* [CONSIGNE A] Recopiez intégralement, sans la moindre modification, la critique de « Phobos 3 ».

* [TEXTE EXTRAIT]
◇ ◇ ◇ ◇
Depuis un an et demi nous avons découvert la série "Phobos" de Victor Dixen, dont les deux premiers volumes (coup de coeur de juin 2015) nous contaient le premier voyage de colonisation à destination de Mars, payé par une émission de télé-réalité, et les dessous étonnants de cette expédition, entre les secrets de chacun des six filles et des six garçons partis pour Mars, ceux de l'intrigante Serena McBee, organisatrice et présentatrice vedette du programme, sans parler des énigmes de la base martienne elle-même. Avec ce "Phobos 3" (toujours chez Laffont, dans la collection R), l'auteur ne ménage guère ses personnages, les téléspectateurs de l'émission et ses lecteurs, à la suite de rebondissements multiples et surprenants - mais logiques dans le cours de l'intrigue -, que ce soit sur la Terre ou sur Mars. L'affrontement entre Serena McBee et Leonor atteint des sommets alors que les enjeux restent élevés - survie de la base, seconde mission martienne - et que les réponses apportées à un certain nombre de questions ne vont faire qu'en soulever de nouvelles à la fin de ce volume de plus de 600 pages qu'il est difficile de lâcher. Bien entendu, il est plus que recommandé pour apprécier le déroulé des événements de lire les trois volumes dans leur ordre de parution.
◇ ◇ ◇ ◇
(Lignes d'un jeu de données d'étiquetage par boîtes)
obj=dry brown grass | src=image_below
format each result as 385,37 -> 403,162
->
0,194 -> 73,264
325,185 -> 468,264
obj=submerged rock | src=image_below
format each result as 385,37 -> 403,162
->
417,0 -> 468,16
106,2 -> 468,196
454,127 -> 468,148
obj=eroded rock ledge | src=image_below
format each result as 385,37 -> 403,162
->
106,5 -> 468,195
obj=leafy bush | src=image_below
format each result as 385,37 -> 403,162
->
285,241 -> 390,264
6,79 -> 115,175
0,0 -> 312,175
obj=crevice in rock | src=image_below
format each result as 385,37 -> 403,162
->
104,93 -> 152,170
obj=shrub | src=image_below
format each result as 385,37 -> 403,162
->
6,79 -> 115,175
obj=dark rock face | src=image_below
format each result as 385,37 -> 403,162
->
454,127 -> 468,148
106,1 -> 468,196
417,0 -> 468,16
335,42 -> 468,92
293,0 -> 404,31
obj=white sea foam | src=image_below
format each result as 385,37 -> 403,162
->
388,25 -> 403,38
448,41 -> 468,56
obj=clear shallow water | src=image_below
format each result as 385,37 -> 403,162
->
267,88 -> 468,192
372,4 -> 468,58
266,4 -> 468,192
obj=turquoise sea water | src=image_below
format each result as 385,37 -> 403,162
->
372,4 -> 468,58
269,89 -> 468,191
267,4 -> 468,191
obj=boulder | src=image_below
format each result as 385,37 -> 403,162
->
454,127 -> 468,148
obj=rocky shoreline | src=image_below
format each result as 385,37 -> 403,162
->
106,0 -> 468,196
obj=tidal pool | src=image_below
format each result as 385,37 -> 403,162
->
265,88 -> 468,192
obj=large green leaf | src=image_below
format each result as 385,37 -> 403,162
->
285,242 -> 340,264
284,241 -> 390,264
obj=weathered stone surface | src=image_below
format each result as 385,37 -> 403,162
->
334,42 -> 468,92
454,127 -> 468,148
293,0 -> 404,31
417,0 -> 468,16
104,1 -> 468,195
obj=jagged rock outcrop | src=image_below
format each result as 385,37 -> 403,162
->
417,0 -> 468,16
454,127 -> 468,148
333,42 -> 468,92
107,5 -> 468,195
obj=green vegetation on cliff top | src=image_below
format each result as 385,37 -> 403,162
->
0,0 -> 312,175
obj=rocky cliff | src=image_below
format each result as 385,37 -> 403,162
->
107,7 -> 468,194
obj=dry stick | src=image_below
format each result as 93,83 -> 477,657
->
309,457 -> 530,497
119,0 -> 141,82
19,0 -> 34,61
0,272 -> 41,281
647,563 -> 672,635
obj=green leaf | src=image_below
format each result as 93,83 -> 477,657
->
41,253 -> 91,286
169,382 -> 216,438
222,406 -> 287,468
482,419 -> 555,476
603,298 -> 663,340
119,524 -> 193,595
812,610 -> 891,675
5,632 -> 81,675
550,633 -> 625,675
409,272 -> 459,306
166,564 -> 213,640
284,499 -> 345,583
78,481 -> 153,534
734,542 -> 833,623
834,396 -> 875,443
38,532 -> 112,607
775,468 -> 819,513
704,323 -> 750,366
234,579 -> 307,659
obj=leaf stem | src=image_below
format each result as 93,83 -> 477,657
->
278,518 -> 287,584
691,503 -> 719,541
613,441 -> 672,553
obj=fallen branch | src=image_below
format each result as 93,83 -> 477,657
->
◇ ◇ ◇ ◇
* [CONSIGNE B] Redonnez à l'identique les lignes des entrées, depuis la ligne contenant « obj=turquoise sea water | src=image_below » jusqu'à la ligne contenant « 234,579 -> 307,659 », ces deux lignes comprises.

* [RÉSULTAT A]
Depuis un an et demi nous avons découvert la série "Phobos" de Victor Dixen, dont les deux premiers volumes (coup de coeur de juin 2015) nous contaient le premier voyage de colonisation à destination de Mars, payé par une émission de télé-réalité, et les dessous étonnants de cette expédition, entre les secrets de chacun des six filles et des six garçons partis pour Mars, ceux de l'intrigante Serena McBee, organisatrice et présentatrice vedette du programme, sans parler des énigmes de la base martienne elle-même. Avec ce "Phobos 3" (toujours chez Laffont, dans la collection R), l'auteur ne ménage guère ses personnages, les téléspectateurs de l'émission et ses lecteurs, à la suite de rebondissements multiples et surprenants - mais logiques dans le cours de l'intrigue -, que ce soit sur la Terre ou sur Mars. L'affrontement entre Serena McBee et Leonor atteint des sommets alors que les enjeux restent élevés - survie de la base, seconde mission martienne - et que les réponses apportées à un certain nombre de questions ne vont faire qu'en soulever de nouvelles à la fin de ce volume de plus de 600 pages qu'il est difficile de lâcher. Bien entendu, il est plus que recommandé pour apprécier le déroulé des événements de lire les trois volumes dans leur ordre de parution.

* [RÉSULTAT B]
obj=turquoise sea water | src=image_below
format each result as 385,37 -> 403,162
->
372,4 -> 468,58
269,89 -> 468,191
267,4 -> 468,191
obj=boulder | src=image_below
format each result as 385,37 -> 403,162
->
454,127 -> 468,148
obj=rocky shoreline | src=image_below
format each result as 385,37 -> 403,162
->
106,0 -> 468,196
obj=tidal pool | src=image_below
format each result as 385,37 -> 403,162
->
265,88 -> 468,192
obj=large green leaf | src=image_below
format each result as 385,37 -> 403,162
->
285,242 -> 340,264
284,241 -> 390,264
obj=weathered stone surface | src=image_below
format each result as 385,37 -> 403,162
->
334,42 -> 468,92
454,127 -> 468,148
293,0 -> 404,31
417,0 -> 468,16
104,1 -> 468,195
obj=jagged rock outcrop | src=image_below
format each result as 385,37 -> 403,162
->
417,0 -> 468,16
454,127 -> 468,148
333,42 -> 468,92
107,5 -> 468,195
obj=green vegetation on cliff top | src=image_below
format each result as 385,37 -> 403,162
->
0,0 -> 312,175
obj=rocky cliff | src=image_below
format each result as 385,37 -> 403,162
->
107,7 -> 468,194
obj=dry stick | src=image_below
format each result as 93,83 -> 477,657
->
309,457 -> 530,497
119,0 -> 141,82
19,0 -> 34,61
0,272 -> 41,281
647,563 -> 672,635
obj=green leaf | src=image_below
format each result as 93,83 -> 477,657
->
41,253 -> 91,286
169,382 -> 216,438
222,406 -> 287,468
482,419 -> 555,476
603,298 -> 663,340
119,524 -> 193,595
812,610 -> 891,675
5,632 -> 81,675
550,633 -> 625,675
409,272 -> 459,306
166,564 -> 213,640
284,499 -> 345,583
78,481 -> 153,534
734,542 -> 833,623
834,396 -> 875,443
38,532 -> 112,607
775,468 -> 819,513
704,323 -> 750,366
234,579 -> 307,659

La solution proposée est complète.